Data excerpts.

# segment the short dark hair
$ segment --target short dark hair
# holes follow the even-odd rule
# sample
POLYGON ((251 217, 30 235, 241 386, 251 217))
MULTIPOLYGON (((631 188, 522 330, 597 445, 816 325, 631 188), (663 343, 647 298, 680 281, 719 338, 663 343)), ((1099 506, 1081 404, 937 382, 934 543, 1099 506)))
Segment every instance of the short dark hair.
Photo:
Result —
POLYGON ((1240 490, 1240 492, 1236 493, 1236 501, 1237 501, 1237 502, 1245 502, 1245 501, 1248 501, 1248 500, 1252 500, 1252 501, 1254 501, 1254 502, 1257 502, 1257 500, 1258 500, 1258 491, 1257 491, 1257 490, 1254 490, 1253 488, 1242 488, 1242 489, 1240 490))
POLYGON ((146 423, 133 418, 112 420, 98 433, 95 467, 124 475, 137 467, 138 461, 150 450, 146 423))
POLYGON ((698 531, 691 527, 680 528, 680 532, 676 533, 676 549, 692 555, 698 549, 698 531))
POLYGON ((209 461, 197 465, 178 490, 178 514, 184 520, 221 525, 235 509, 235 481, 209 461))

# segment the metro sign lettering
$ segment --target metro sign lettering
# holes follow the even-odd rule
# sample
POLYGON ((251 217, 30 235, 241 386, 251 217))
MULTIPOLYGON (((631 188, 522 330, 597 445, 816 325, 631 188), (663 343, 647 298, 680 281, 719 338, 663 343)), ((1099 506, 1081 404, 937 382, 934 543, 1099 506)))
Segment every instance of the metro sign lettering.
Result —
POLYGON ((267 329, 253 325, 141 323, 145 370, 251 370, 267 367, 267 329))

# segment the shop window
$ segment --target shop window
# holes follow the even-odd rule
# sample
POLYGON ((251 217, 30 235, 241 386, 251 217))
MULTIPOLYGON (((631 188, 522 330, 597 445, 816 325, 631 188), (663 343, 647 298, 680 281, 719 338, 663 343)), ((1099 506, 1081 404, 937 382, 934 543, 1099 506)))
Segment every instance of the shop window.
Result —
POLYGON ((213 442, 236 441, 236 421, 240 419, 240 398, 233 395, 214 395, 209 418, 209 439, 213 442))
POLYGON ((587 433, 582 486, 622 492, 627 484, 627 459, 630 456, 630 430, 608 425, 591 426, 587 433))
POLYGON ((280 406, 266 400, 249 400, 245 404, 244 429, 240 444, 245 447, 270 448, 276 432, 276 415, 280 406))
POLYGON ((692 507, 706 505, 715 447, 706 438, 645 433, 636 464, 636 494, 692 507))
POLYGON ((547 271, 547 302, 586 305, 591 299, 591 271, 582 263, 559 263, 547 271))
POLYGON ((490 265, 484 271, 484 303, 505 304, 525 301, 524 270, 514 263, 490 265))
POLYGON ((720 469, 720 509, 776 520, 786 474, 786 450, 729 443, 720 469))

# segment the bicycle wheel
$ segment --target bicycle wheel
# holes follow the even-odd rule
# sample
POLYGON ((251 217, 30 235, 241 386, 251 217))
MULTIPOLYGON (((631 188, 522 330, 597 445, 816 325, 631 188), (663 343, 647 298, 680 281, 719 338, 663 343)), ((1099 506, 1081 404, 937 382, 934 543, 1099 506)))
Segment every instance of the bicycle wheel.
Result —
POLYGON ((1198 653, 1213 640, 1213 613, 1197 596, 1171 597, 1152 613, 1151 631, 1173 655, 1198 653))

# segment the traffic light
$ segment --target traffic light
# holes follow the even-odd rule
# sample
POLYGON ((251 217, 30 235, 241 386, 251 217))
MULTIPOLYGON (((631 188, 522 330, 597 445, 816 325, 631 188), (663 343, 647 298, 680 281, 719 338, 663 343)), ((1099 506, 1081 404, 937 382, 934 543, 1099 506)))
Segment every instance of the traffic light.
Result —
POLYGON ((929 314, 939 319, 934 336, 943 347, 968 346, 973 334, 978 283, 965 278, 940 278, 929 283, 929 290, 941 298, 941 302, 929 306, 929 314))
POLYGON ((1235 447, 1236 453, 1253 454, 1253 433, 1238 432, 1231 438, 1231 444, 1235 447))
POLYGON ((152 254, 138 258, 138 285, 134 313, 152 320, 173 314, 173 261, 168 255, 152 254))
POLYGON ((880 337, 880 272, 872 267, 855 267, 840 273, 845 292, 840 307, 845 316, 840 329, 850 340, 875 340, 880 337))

Task statement. Working through the records, copy each line in which the word "wheel" appears.

Answer to the problem.
# segment the bicycle wheel
$ segment --target bicycle wheel
Segment every instance of the bicycle wheel.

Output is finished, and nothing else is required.